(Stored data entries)
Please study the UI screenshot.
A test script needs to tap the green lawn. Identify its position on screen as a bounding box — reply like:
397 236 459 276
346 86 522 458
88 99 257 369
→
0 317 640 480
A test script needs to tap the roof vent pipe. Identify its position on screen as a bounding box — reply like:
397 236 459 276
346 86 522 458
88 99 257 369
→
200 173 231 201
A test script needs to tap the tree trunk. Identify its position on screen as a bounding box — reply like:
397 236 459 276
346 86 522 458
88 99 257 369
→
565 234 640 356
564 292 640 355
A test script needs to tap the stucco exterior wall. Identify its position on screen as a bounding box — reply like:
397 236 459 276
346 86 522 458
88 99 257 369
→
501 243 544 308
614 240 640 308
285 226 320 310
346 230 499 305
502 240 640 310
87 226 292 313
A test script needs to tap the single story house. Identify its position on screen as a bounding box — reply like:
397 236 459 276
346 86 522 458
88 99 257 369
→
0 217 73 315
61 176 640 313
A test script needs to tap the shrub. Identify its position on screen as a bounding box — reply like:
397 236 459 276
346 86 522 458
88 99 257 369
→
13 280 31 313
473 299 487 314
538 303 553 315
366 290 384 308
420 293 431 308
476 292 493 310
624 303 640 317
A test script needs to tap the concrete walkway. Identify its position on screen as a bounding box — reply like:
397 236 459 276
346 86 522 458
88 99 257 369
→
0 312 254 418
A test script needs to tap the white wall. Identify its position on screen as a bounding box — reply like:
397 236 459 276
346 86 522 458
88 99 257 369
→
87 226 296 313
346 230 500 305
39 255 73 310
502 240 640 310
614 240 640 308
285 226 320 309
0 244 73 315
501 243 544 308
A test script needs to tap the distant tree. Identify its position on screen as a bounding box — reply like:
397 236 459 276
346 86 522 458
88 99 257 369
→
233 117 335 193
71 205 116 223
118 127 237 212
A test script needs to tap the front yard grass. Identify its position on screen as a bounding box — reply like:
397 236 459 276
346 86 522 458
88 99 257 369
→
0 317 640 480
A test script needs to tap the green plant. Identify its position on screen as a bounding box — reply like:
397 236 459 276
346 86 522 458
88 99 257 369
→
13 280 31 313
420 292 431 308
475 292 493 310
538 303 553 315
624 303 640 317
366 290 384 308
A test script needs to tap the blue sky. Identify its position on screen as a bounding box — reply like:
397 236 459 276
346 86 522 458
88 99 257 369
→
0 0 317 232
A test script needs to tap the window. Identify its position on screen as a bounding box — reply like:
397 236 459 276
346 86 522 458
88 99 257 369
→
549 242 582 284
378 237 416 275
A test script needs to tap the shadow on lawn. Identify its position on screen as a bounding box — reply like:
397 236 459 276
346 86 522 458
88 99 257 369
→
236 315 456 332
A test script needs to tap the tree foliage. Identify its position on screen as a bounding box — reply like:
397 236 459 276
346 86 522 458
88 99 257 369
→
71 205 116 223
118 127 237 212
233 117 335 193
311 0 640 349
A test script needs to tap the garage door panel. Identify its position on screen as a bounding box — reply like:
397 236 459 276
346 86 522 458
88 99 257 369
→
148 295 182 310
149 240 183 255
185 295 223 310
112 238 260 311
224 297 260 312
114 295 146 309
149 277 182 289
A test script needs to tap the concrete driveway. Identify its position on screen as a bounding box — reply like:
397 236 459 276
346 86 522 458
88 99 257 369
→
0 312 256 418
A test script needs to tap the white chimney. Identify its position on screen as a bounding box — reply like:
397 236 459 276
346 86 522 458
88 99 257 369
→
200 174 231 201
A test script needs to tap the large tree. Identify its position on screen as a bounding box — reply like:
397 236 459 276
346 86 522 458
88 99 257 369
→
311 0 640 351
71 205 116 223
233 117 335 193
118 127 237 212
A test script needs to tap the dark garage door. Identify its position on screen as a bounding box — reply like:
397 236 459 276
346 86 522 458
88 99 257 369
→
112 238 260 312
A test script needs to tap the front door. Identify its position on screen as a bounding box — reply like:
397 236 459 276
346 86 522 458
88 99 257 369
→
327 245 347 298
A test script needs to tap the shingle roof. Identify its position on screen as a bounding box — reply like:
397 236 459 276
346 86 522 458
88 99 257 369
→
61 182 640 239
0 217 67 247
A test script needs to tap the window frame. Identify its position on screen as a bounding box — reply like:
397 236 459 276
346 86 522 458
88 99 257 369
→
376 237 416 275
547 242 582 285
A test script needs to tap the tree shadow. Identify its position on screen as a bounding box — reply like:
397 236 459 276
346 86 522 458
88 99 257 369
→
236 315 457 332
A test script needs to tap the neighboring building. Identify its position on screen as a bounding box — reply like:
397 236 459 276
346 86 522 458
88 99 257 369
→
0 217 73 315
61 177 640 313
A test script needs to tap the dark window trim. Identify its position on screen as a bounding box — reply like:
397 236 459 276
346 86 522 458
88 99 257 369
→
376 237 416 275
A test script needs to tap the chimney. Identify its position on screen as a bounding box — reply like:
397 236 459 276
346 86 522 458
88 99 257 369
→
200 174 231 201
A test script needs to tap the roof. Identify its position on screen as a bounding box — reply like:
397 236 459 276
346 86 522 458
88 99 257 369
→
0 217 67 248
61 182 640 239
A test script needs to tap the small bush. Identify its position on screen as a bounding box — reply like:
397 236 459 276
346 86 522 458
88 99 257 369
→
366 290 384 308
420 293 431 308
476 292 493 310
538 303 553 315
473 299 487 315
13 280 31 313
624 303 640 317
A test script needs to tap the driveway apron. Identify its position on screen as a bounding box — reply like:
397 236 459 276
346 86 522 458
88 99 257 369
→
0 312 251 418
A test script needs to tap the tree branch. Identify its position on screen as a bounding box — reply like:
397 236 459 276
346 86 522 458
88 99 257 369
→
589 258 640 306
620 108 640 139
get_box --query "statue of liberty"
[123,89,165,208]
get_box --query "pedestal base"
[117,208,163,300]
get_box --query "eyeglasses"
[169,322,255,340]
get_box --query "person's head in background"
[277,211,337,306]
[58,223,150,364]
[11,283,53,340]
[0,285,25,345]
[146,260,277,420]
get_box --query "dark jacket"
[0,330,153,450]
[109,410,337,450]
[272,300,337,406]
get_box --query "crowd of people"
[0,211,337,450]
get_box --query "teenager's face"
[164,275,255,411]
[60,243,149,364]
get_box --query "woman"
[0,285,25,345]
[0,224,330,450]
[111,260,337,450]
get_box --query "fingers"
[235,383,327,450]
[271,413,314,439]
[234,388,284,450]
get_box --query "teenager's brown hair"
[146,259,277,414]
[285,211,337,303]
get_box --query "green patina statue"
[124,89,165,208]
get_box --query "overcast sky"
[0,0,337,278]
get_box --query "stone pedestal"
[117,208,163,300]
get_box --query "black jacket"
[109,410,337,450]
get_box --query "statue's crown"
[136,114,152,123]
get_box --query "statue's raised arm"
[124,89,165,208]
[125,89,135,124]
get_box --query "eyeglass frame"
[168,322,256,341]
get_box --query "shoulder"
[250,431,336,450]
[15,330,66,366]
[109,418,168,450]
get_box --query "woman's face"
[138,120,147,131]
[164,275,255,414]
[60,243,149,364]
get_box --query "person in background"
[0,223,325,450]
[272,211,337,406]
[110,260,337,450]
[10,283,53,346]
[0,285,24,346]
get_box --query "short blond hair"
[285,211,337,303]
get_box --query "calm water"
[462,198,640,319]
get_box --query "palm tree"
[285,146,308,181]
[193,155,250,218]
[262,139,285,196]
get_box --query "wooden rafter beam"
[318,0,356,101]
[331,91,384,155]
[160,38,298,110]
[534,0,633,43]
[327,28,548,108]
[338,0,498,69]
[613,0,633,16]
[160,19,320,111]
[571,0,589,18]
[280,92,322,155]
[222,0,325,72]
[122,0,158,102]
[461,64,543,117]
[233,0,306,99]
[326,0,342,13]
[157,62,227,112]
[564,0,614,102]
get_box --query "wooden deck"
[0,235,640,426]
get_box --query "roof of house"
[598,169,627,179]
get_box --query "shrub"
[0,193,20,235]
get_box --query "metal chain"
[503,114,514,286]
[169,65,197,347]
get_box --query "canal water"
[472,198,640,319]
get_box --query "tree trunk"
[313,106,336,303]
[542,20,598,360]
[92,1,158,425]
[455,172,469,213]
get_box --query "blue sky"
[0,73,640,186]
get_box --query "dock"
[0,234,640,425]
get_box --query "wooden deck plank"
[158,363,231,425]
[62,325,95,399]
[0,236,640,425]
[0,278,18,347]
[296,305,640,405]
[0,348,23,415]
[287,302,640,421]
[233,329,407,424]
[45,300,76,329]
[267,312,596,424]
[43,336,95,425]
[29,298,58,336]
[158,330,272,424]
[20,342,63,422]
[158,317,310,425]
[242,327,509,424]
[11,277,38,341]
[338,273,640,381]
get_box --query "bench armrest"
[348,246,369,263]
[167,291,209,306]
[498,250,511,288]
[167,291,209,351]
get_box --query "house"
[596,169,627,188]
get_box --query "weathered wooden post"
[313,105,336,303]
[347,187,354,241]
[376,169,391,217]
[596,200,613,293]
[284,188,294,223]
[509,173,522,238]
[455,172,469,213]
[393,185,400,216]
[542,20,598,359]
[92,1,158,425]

THE REQUEST |
List every line in the items above that contains the string "face".

PROBLEM SOLUTION |
get_box --query "teenager's face"
get_box --query "woman's face"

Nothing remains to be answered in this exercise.